- AIM OF THE EXERCISE
Retype the lines below word for word, keeping every character unchanged.

— Start MATERIAL FOR THE TASK —

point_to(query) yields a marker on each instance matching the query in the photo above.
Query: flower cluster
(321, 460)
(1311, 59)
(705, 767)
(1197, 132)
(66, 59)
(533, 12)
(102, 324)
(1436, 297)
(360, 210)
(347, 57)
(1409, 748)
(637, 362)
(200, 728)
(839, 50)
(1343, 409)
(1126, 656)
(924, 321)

— End MATERIAL FOR THE TASK —

- ANSWER BELOW
point_to(query) yields a marker on each instance matching the query in the photo above.
Query: flower cluster
(321, 460)
(1311, 59)
(705, 767)
(1197, 132)
(66, 59)
(533, 12)
(102, 324)
(1436, 297)
(360, 210)
(347, 57)
(1409, 748)
(637, 362)
(200, 728)
(839, 50)
(1343, 409)
(1126, 656)
(924, 321)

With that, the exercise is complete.